Текст:

━━━━━━━━━━━━━━━━

Между тем гарнизон Акры (то есть мусульманский) пришел в плачевное состояние; враг не давал ему покоя и особенно старался о том, чтобы засыпать рвы; с этою целью он бросал туда все, что ему попадало под руку, даже трупы и всякую падаль; уверяют, что они кидали туда своих больных, прежде нежели те успевали умирать. Гарнизон, чтобы отражать неприятеля в столь различных случаях нападения, должен был разделиться на несколько отрядов; одни спускались во рвы, где они рубили трупы на куски, другие тащили крючьями обезображенные части и передавали их на руки третьим, которые уже бросали их в море; один отряд стоял при машинах, другой охранял укрепления. Как бы то ни было, гарнизону приходилось выносить всякого рода тяжести. Городские начальники беспрестанно писали нам жалобы на свои бедствия, которым, может быть, не было подобных и которые, казалось, превышали человеческую силу; но они подчинялись своей судьбе, в убеждении, что Аллах благосклонен к тем, которые терпят. Война не прекращалась ни днем, ни ночью. Христиане нападали на город, а султан на христиан; насколько христиане старались беспокоить осажденных, настолько и он тревожил их самих. При этом случае Саладин обнаружил необыкновенную твердость. Однажды к нему явился посланный от имени франков для переговоров, но он отвечал, что франки могут говорить сколько им угодно, он же не имеет им ничего сообщить. В таком положении было дело, когда прибыл король Англии[15].
Этот король был страшной силы, испытанного мужества и неукротимого характера; он составил себе большую славу своими прежними войнами, хотя и был ниже короля Франции и достоинством, и могуществом, но зато он был гораздо богаче и более опытен в воинском деле. Его флот состоял из 25 кораблей, наполненных воинами и съестными припасами. На своем пути он овладел островом Кипром. Он прибыл к Акре в субботу, 8 июня 1191 года.

━━━━━━━━━━━━━━━━

Данные:

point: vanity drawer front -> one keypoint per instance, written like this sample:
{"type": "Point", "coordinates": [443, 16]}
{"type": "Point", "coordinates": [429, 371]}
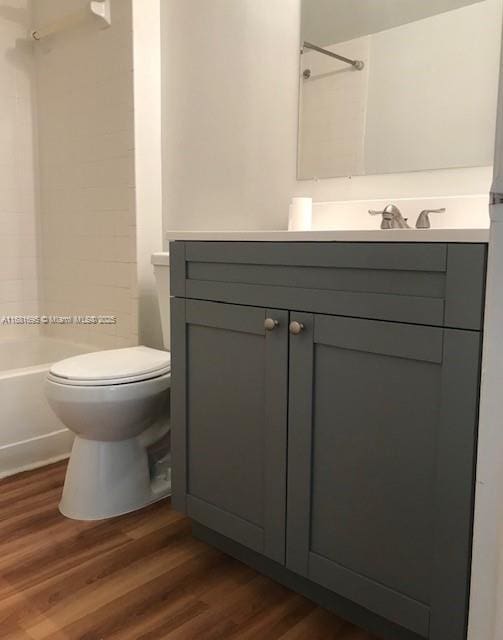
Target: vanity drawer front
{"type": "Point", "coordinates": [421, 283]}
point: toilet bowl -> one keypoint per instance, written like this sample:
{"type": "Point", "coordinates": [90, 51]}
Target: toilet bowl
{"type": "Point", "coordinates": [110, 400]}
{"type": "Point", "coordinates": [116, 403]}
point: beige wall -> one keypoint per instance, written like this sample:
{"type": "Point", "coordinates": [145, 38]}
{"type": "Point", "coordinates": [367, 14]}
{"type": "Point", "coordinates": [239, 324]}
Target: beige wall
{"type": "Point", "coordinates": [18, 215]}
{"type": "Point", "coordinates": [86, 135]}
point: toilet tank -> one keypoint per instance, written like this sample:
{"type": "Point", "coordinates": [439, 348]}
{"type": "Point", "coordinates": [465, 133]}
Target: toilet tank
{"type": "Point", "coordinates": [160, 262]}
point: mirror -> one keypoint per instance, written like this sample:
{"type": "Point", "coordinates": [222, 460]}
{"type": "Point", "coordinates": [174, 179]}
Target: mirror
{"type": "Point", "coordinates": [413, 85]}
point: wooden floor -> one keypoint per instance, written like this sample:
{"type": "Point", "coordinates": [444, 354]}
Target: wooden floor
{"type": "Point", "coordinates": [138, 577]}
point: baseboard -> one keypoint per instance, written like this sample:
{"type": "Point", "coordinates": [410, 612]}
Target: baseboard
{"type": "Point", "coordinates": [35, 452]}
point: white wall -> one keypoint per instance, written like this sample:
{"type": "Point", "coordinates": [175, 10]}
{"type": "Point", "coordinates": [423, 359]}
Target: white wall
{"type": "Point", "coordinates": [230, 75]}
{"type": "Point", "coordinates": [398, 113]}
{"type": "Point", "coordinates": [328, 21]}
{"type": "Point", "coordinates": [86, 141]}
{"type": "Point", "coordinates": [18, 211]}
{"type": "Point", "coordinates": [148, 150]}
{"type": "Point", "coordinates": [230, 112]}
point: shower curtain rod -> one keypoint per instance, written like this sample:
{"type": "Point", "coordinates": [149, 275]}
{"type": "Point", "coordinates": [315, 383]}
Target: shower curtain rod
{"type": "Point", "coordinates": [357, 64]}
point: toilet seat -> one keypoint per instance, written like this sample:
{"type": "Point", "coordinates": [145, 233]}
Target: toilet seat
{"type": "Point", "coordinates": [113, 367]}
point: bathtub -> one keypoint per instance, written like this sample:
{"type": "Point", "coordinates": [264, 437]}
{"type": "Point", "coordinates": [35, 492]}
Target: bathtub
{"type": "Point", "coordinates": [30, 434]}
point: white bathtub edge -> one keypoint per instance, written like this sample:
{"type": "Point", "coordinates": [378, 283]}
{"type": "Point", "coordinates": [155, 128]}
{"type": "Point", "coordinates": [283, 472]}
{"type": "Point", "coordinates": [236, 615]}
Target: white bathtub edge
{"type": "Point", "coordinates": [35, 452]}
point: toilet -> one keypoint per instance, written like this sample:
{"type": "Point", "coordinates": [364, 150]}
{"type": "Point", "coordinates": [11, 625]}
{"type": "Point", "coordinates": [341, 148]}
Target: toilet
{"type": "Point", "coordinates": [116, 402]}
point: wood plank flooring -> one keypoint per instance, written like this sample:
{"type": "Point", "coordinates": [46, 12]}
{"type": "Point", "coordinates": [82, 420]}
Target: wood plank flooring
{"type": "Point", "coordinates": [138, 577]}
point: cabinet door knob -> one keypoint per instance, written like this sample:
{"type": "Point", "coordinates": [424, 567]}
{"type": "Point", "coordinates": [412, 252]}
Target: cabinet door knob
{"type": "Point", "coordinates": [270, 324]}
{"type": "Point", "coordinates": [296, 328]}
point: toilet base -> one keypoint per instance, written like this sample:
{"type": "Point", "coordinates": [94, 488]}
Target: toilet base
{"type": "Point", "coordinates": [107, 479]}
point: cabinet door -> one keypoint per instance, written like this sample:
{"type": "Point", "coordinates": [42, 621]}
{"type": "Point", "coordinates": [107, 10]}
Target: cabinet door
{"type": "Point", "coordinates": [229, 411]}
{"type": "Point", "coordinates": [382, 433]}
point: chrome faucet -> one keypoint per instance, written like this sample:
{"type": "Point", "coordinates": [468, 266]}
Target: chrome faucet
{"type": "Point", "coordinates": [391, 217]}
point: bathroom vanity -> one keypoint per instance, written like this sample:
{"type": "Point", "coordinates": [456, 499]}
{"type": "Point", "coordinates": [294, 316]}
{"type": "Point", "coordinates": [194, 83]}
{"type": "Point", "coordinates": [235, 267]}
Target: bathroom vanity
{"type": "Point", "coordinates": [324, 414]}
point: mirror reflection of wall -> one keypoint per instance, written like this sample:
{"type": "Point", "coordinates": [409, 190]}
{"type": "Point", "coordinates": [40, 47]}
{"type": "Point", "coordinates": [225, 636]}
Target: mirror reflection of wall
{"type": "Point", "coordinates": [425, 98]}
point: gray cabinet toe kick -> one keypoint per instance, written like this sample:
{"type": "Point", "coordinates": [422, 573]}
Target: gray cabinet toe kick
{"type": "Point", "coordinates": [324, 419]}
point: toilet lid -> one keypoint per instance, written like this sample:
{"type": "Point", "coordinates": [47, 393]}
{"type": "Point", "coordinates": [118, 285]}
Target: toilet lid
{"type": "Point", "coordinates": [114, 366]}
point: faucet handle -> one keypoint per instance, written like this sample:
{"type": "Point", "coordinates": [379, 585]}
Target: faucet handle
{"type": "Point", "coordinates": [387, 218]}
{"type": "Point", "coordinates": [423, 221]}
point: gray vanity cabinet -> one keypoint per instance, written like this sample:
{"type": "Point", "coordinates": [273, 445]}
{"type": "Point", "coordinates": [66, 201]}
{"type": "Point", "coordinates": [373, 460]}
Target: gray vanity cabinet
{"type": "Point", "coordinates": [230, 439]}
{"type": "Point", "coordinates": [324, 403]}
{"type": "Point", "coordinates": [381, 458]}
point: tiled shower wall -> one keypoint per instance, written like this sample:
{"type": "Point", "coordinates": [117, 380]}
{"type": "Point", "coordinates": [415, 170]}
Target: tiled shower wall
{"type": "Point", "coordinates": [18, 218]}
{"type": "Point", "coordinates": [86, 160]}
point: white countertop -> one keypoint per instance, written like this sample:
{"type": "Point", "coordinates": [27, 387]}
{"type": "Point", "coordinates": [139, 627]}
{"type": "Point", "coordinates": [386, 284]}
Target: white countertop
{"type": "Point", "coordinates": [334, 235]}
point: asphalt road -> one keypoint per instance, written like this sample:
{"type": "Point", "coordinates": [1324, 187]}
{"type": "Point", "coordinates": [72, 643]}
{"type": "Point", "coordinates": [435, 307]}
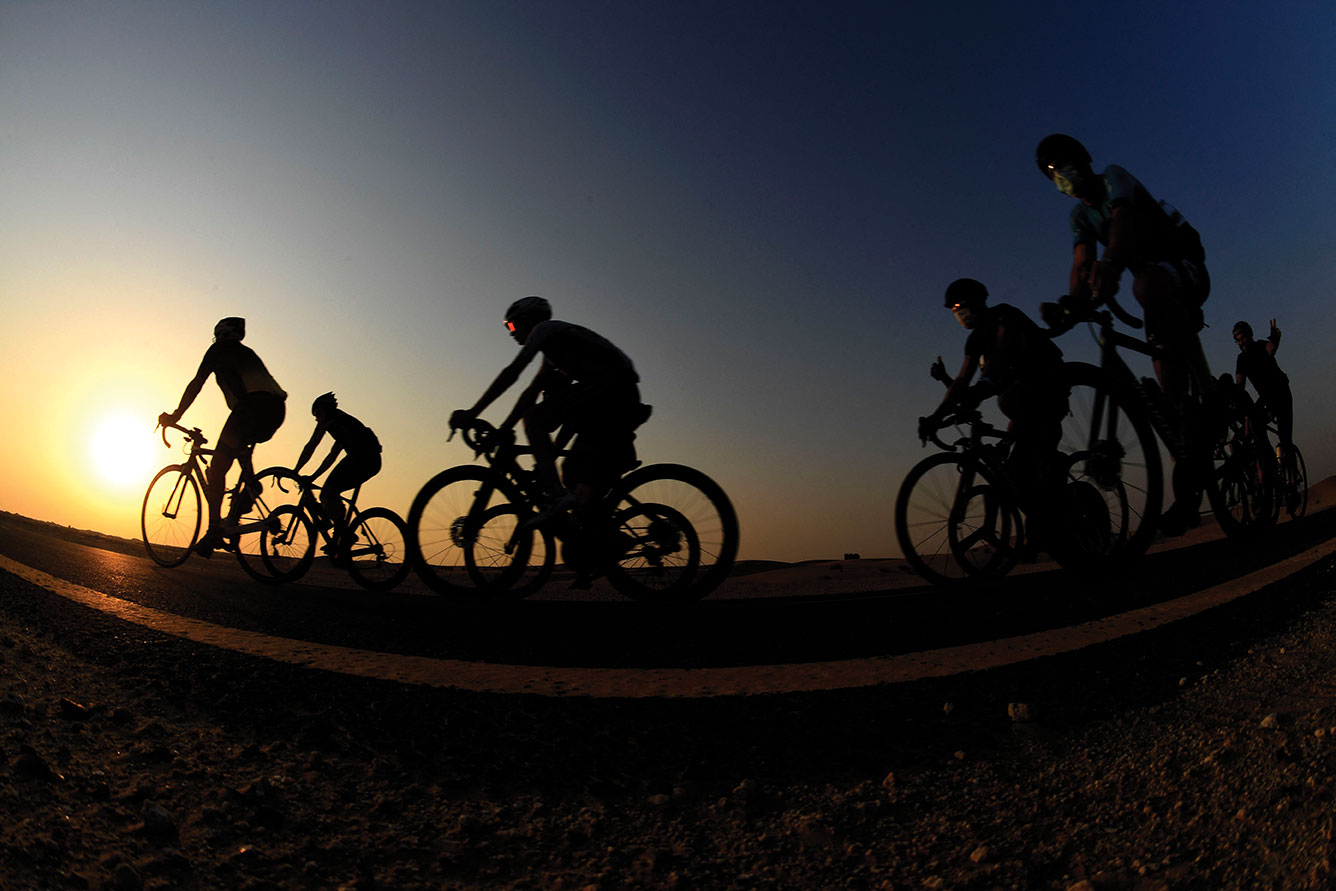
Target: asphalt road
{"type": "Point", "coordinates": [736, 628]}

━━━━━━━━━━━━━━━━

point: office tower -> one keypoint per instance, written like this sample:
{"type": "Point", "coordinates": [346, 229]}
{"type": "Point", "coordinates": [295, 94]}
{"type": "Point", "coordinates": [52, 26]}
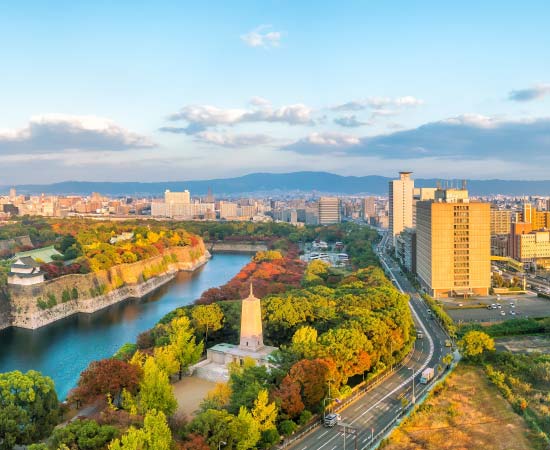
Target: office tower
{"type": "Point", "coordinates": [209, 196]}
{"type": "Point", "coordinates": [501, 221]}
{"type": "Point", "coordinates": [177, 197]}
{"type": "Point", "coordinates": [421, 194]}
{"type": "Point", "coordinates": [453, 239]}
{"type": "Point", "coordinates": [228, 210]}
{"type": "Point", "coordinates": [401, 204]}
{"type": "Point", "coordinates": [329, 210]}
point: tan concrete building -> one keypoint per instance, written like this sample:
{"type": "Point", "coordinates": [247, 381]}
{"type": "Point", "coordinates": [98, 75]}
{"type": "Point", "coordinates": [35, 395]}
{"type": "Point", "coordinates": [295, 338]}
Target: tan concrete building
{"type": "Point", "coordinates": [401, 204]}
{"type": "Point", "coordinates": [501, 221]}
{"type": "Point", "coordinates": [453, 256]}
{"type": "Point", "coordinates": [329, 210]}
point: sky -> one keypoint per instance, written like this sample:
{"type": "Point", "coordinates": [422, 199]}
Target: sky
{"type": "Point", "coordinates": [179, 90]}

━━━━━━━━━━━━━━━━

Письменное задание 1: Перепишите из текста об осаде Акры отрывок от «Этот король был» до «июня 1191 года.» включительно.
Письменное задание 2: Переведите на английский язык предложение из текста об осаде Акры: «Его флот состоял из 25 кораблей, наполненных воинами и съестными припасами».

Полный ответ 1:
Этот король был страшной силы, испытанного мужества и неукротимого характера; он составил себе большую славу своими прежними войнами, хотя и был ниже короля Франции и достоинством, и могуществом, но зато он был гораздо богаче и более опытен в воинском деле. Его флот состоял из 25 кораблей, наполненных воинами и съестными припасами. На своем пути он овладел островом Кипром. Он прибыл к Акре в субботу, 8 июня 1191 года.

Полный ответ 2: His fleet consisted of 25 ships filled with warriors and provisions.